Exercise tasks
1. Write out the passage of the Merck disease-management article between "Armed with such" and "drugs, he said.", inclusive, with no changes.
2. Carry the Merck disease-management article forward from its final sentence, keeping its news-report style.

Reading text START

Healthy Skepticism Library item: 12876
Warning: This library includes all items relevant to health product marketing that we are aware of regardless of quality. Often we do not agree with all or part of the contents.
 
Publication type: news
Sakson S.
Drugmaker Will Manage Diseases to Keep People Healthy, Sell More Drugs
The Associated Press 1994 Nov 29
Full text:
Merck & Co. will use its research expertise to help doctors manage diseases more effectively and cheaply – a strategy that will make people healthier and allow the company to sell more drugs, its chairman said Tuesday.
Raymond Gilmartin outlined the pharmaceutical maker’s plans for “disease management” during a speech to Wall Street securities analysts.
Merck will research the thousands of customers who buy its drugs to prove those drugs are a better choice for treatment of diseases than more expensive surgery and other medical procedures, Gilmartin said.
Armed with such studies, Merck’s prescription drug benefits division, Medco, can approach doctors and show them the drugs’ benefits, he said.
Merck-sponsored research recently proved how Merck’s Zocor and other drugs that lower cholesterol can reduce the risk of heart attack and save lives, Gilmartin said. About 75 percent of the heart attack patients in the world have elevated cholesterol, which can block arteries, but only 10 percent to 20 percent take cholesterol lowering drugs, he said.

Reading text END
Dataset excerpts START

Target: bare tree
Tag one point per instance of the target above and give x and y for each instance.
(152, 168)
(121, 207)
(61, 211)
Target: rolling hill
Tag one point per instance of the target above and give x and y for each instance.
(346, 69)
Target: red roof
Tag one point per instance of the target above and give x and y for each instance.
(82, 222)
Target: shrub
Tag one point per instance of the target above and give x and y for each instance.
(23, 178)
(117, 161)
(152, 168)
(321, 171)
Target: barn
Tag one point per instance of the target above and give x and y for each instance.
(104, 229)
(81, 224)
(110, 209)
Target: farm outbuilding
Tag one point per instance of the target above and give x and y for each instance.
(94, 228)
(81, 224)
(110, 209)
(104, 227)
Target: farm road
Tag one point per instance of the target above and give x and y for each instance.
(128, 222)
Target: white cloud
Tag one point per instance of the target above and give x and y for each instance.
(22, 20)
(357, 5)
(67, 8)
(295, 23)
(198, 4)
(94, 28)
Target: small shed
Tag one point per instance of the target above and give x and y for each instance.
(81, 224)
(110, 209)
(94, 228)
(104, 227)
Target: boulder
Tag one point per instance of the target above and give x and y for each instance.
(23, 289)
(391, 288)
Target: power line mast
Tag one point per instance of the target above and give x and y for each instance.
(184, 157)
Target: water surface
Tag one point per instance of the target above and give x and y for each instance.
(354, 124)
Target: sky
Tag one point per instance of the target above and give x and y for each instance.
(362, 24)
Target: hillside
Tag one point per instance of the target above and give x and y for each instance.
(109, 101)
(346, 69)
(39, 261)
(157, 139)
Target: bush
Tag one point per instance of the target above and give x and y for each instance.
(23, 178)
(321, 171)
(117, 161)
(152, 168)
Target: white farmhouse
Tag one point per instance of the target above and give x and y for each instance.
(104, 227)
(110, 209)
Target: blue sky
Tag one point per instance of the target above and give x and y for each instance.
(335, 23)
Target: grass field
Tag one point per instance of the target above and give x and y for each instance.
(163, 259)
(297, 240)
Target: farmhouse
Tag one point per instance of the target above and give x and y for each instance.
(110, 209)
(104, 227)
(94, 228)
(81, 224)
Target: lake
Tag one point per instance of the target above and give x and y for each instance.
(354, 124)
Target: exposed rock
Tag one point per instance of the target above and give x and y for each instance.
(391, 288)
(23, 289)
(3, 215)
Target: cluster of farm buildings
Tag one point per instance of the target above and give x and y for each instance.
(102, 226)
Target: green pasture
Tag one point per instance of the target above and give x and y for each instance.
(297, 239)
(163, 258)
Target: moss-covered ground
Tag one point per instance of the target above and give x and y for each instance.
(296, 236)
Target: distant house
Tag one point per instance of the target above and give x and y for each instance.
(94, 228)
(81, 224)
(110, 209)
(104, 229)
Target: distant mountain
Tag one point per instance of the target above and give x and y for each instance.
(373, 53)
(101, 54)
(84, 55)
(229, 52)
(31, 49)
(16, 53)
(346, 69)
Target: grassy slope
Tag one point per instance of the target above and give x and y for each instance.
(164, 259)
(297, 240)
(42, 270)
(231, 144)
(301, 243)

Dataset excerpts END

List of answers
1.
Armed with such studies, Merck’s prescription drug benefits division, Medco, can approach doctors and show them the drugs’ benefits, he said.
Merck-sponsored research recently proved how Merck’s Zocor and other drugs that lower cholesterol can reduce the risk of heart attack and save lives, Gilmartin said. About 75 percent of the heart attack patients in the world have elevated cholesterol, which can block arteries, but only 10 percent to 20 percent take cholesterol lowering drugs, he said.

2.
Studies still underway are intended to prove that Merck’s prostate enlargement drug Proscar cuts urinary problems and the need for prostate surgery, and that its experimental drug Fosamax reduces broken bones among victims of osteoporosis.
“To us, disease management means treating diseases more effectively primarily by using pharmaceuticals more effectively,” Gilmartin told the New York Society of Securities Analysts. “And, by the use of pharmaceuticals, changing health outcomes and improving the quality of health care. In the process, the use of drugs may go up, but total health care costs will go down.”
The disease management concept is getting increased discussion in drug industry circles as manufacturers seek ways to keep profits growing in an era when insurance companies and health care plans are demanding lower costs.
Drugmakers no longer are able to impose annual double-digit price increases as they did in the 1980s. They hope to capitalize on the fact that drugs – despite their high costs – are still often the cheapest way to treat diseases.